Stored data:
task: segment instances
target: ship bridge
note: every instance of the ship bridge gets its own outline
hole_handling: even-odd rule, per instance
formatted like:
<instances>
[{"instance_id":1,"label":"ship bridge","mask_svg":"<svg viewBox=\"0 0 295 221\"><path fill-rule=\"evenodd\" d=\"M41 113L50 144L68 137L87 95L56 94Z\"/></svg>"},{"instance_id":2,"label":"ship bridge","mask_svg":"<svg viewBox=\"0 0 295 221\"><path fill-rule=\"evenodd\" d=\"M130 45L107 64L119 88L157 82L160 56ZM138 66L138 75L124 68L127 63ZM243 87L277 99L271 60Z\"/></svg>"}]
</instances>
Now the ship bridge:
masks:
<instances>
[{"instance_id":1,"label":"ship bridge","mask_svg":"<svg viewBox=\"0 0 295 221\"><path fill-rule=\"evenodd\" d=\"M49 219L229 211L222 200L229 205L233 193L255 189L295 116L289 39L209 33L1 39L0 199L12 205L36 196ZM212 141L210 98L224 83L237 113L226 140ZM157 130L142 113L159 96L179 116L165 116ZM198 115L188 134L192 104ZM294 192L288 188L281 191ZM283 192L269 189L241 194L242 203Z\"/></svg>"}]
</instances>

Problem to solve: Each of the records should be retyped exactly.

Solved exercise:
task: segment instances
target: ship bridge
note: every instance of the ship bridge gets its own outline
hole_handling: even-odd rule, per instance
formatted like:
<instances>
[{"instance_id":1,"label":"ship bridge","mask_svg":"<svg viewBox=\"0 0 295 221\"><path fill-rule=\"evenodd\" d=\"M41 113L50 144L68 137L87 95L56 94Z\"/></svg>"},{"instance_id":2,"label":"ship bridge","mask_svg":"<svg viewBox=\"0 0 295 221\"><path fill-rule=\"evenodd\" d=\"M130 45L107 64L119 88L157 82L160 56ZM138 66L138 75L124 68L127 63ZM243 87L277 99L271 60Z\"/></svg>"}]
</instances>
Now the ship bridge:
masks:
<instances>
[{"instance_id":1,"label":"ship bridge","mask_svg":"<svg viewBox=\"0 0 295 221\"><path fill-rule=\"evenodd\" d=\"M49 219L229 211L222 200L229 205L233 193L255 189L295 116L289 39L209 33L1 39L0 199L12 205L36 196ZM212 141L210 98L224 83L237 113L226 140ZM157 130L142 113L159 96L179 116L165 116ZM198 115L188 134L192 104ZM294 192L288 188L281 191ZM283 192L269 189L241 194L242 203Z\"/></svg>"}]
</instances>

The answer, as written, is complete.